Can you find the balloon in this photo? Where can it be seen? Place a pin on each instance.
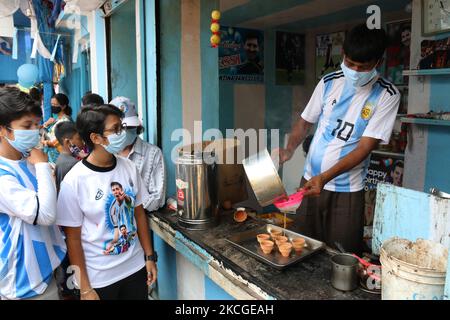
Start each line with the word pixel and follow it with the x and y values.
pixel 215 39
pixel 216 15
pixel 8 7
pixel 215 27
pixel 237 37
pixel 28 75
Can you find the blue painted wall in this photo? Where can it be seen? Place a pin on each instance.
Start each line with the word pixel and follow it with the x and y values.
pixel 214 292
pixel 210 70
pixel 9 66
pixel 170 81
pixel 123 52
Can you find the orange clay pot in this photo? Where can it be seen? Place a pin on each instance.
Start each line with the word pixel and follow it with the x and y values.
pixel 280 240
pixel 298 244
pixel 285 249
pixel 240 215
pixel 267 246
pixel 275 233
pixel 262 236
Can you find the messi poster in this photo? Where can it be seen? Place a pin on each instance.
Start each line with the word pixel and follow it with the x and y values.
pixel 241 55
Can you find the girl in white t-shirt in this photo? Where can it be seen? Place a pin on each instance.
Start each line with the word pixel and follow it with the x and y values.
pixel 100 208
pixel 32 245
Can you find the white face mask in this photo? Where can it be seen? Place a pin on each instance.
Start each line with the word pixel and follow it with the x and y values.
pixel 116 142
pixel 356 78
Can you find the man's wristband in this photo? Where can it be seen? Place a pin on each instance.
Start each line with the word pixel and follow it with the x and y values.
pixel 86 292
pixel 153 257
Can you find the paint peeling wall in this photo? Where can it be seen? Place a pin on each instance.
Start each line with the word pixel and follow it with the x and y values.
pixel 411 215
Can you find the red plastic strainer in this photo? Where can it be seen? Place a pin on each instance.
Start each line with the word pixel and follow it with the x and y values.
pixel 290 204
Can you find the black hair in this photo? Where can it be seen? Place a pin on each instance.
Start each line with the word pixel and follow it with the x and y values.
pixel 65 130
pixel 364 45
pixel 63 100
pixel 116 184
pixel 35 94
pixel 92 99
pixel 92 120
pixel 14 104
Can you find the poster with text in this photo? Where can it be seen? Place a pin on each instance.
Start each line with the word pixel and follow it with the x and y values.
pixel 398 51
pixel 241 55
pixel 329 53
pixel 382 169
pixel 290 59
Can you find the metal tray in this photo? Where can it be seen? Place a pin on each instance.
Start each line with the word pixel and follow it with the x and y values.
pixel 247 242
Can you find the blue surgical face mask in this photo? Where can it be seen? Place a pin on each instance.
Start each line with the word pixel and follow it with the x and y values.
pixel 116 142
pixel 358 79
pixel 24 140
pixel 131 137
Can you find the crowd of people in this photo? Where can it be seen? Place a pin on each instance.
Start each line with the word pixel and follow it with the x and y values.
pixel 73 200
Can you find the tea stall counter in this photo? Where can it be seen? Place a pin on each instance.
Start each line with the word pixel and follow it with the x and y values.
pixel 242 276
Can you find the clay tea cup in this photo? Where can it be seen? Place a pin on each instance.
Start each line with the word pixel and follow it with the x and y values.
pixel 275 233
pixel 262 236
pixel 298 244
pixel 267 246
pixel 280 240
pixel 285 249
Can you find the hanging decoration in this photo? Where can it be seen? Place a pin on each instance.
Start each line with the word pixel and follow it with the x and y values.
pixel 215 28
pixel 28 75
pixel 8 7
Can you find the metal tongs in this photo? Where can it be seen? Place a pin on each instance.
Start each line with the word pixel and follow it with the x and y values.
pixel 366 264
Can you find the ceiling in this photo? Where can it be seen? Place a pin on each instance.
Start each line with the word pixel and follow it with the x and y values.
pixel 299 14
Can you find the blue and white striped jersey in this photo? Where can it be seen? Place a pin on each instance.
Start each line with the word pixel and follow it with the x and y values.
pixel 345 114
pixel 28 254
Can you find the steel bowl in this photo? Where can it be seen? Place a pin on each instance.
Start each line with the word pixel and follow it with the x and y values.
pixel 344 272
pixel 264 178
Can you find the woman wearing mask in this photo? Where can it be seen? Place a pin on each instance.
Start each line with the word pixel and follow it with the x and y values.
pixel 32 245
pixel 148 158
pixel 100 208
pixel 61 111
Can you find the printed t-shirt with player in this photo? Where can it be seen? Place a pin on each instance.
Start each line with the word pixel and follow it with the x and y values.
pixel 102 202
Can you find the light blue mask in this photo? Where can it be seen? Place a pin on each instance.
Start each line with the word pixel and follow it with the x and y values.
pixel 24 140
pixel 131 137
pixel 116 142
pixel 358 79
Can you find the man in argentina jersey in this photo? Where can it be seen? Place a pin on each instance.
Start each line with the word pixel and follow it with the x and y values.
pixel 355 110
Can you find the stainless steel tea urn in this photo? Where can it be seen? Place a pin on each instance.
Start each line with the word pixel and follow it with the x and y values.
pixel 197 204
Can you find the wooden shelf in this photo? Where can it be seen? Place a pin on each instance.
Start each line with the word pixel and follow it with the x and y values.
pixel 429 122
pixel 389 153
pixel 427 72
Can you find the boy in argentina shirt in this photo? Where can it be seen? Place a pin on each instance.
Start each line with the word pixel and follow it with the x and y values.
pixel 102 201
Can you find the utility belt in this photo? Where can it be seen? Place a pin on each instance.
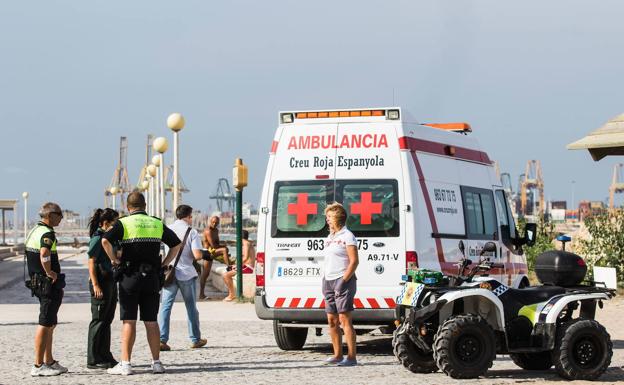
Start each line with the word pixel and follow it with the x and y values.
pixel 143 268
pixel 41 285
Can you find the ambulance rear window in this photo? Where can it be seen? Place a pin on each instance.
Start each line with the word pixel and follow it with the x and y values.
pixel 299 208
pixel 479 213
pixel 372 207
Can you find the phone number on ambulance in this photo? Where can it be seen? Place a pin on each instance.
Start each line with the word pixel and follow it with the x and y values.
pixel 298 271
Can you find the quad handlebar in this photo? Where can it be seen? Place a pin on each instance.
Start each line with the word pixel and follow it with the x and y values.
pixel 483 265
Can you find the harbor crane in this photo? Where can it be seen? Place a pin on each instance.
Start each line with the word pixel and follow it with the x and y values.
pixel 532 182
pixel 148 158
pixel 617 184
pixel 224 197
pixel 119 183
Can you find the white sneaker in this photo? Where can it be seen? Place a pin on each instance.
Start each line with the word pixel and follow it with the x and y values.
pixel 59 367
pixel 157 367
pixel 121 369
pixel 44 370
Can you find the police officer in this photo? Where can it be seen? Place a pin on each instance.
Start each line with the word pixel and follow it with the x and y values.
pixel 46 282
pixel 139 269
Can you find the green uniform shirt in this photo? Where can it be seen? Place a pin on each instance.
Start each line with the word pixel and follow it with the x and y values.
pixel 140 236
pixel 97 251
pixel 41 236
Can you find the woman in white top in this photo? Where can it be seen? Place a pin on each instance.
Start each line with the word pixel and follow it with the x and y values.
pixel 339 283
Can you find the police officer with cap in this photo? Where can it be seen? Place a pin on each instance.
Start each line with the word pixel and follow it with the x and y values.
pixel 140 236
pixel 46 283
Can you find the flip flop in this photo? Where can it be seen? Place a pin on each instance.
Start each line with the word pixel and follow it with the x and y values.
pixel 332 360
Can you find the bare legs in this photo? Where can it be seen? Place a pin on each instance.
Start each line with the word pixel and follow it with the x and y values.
pixel 43 345
pixel 128 335
pixel 228 279
pixel 207 265
pixel 335 334
pixel 153 338
pixel 335 322
pixel 347 327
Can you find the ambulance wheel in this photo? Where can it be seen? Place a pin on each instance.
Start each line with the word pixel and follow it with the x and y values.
pixel 289 338
pixel 532 361
pixel 583 350
pixel 465 346
pixel 410 355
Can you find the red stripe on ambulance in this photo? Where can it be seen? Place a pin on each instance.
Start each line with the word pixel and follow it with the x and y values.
pixel 373 303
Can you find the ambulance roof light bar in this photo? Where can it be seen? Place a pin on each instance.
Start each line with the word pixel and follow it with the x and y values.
pixel 289 117
pixel 460 127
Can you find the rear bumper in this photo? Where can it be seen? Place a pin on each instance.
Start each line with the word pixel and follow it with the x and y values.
pixel 318 315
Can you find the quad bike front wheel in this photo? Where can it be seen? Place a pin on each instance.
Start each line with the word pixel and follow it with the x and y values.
pixel 465 346
pixel 532 361
pixel 410 355
pixel 583 350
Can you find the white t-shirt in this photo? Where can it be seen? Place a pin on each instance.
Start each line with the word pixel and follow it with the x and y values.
pixel 336 258
pixel 185 269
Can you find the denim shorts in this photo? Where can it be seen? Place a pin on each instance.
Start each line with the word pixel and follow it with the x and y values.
pixel 339 295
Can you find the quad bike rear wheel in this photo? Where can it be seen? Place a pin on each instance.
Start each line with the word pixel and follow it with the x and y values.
pixel 410 355
pixel 465 346
pixel 583 350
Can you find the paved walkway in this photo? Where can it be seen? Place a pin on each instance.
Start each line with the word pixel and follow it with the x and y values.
pixel 240 350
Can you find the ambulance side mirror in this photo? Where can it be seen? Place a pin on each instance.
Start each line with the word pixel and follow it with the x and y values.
pixel 489 247
pixel 530 234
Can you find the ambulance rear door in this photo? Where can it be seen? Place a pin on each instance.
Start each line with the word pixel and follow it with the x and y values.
pixel 369 183
pixel 301 186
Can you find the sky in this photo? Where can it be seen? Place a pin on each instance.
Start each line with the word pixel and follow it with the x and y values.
pixel 529 76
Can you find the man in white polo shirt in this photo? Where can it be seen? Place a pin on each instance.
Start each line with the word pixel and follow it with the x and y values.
pixel 186 281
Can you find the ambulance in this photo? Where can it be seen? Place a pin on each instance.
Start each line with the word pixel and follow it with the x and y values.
pixel 411 191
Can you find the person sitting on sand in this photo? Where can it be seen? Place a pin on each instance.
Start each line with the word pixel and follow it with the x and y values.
pixel 249 260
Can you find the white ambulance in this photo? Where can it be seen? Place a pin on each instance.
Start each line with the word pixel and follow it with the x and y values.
pixel 411 190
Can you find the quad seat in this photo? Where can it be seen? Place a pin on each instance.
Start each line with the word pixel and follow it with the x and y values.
pixel 535 294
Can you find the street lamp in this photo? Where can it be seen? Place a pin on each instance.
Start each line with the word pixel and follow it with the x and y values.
pixel 144 185
pixel 175 122
pixel 25 196
pixel 160 145
pixel 113 192
pixel 152 171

* **WORK INSTRUCTION**: Retrieve each line from the records above where the word "steel" occurs.

* **OUTPUT FOR THIS TASK**:
Can you find the steel bowl in this photo? Where can it be seen? Place a pin on each instance.
Can you find the stainless steel tea urn in this photo? Where can it be seen? Place a pin on each instance.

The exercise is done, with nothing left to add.